+++ SOURCE DOCUMENT

By Simon Lewis, Gabriella Borter and Anurag Maan, Reuters
Medical experts advising President-elect Joe Biden on the COVID-19 pandemic fear that the federal government’s delay in recognizing Biden’s election victory could be compromising the U.S. response to the virus, the experts said on Tuesday.
Dr. Vivek Murthy, co-chair of Biden’s COVID-19 task force, said the experts had not been able to speak to current administration officials dealing with the virus, even as the United States is hit by a surge in coronavirus cases and hospitalizations.
That could damage the incoming administration’s ability to distribute a vaccine, for example, Murthy said.
“We need to talk to those individuals, we need to work together with them,” Murthy said on a call with reporters arranged by Biden’s transition team.
The General Services Administrator has not yet recognized Biden as the “apparent winner” of the Nov. 3 election, which is needed to release government funding for the transition. A spokeswoman said the administrator was following precedent and would make a decision once the winner is clear.

++++++
+++ DATASET EXTRACT

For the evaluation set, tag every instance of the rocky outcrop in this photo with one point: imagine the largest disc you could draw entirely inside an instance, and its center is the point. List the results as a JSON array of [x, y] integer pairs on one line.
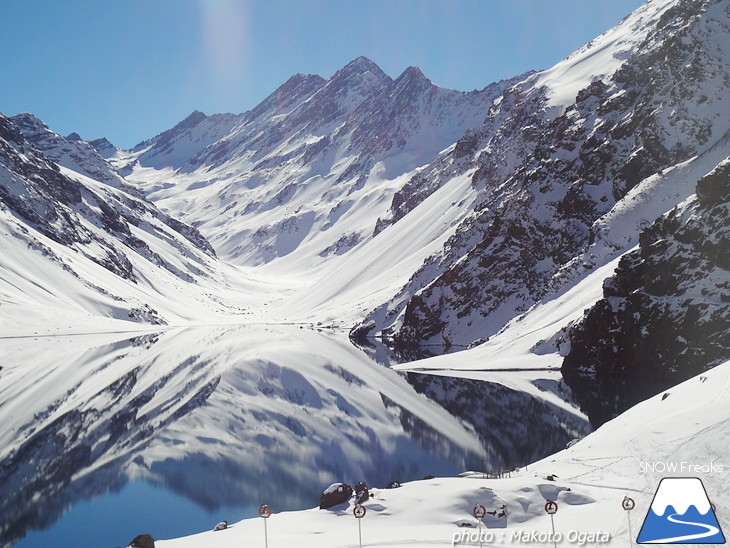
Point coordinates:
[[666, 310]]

++++++
+++ DATASET EXTRACT

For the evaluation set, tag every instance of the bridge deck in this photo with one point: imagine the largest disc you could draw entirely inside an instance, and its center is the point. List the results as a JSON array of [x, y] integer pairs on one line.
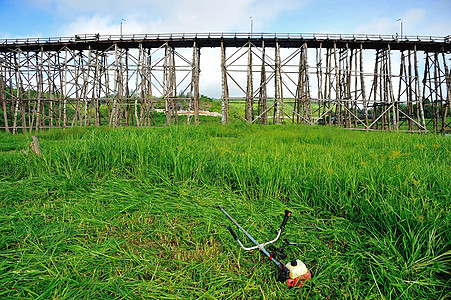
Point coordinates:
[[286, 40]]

++++++

→ **WORK TASK 1**
In the news report on Biden's COVID-19 advisers, who is named as co-chair of Biden's COVID-19 task force?
→ **WORK TASK 2**
Drawing on the news report on Biden's COVID-19 advisers, explain in one to three sentences why Murthy says the delay in recognizing Biden's victory could hurt the response to the virus.
→ **WORK TASK 3**
Continue the news report on Biden's COVID-19 advisers from after its final sentence.

→ **TASK OUTPUT 1**
Dr. Vivek Murthy

→ **TASK OUTPUT 2**
The experts have not been able to speak to current administration officials handling the virus, even as cases and hospitalizations surge. Murthy said this could damage the incoming administration's ability to carry out tasks such as distributing a vaccine.

→ **TASK OUTPUT 3**
The experts were unable to access real-time data, including on hospital bed capacity and the amount of drugs and equipment in government stockpiles, said Murthy, a former U.S. surgeon general and one of 13 experts Biden last week appointed to advise him on COVID-19 during the transition.
“We can look at the publicly available data, but we don’t have access to the full range of information that the federal government has to prepare for January 20,” Murthy said.
Meanwhile, U.S. doctors and nurses, in a letter published on Tuesday, urged the Trump administration to share critical COVID-19 data with President-elect Biden’s transition team to avoid unnecessary delays in tackling the pandemic as infections and hospitalizations skyrocket.
Members of several medical associations made the plea for cooperation a day after Biden warned that “more people may die” if outgoing President Trump continues to block a smooth transition following his defeat in the Nov. 3 presidential election.
Health officials have warned that the winter may usher in a new wave of COVID-19 deaths with community spread rampaging across the country and hospitalizations at record levels.
“Real-time data and information on the supply of therapeutics, testing supplies, personal protective equipment, ventilators, hospital bed capacity and workforce availability to plan for further deployment of the nation’s assets needs to be shared to save countless lives,” said the letter, signed by the leadership of the American Medical Association, the American Nurses Association and the American Hospitals Association.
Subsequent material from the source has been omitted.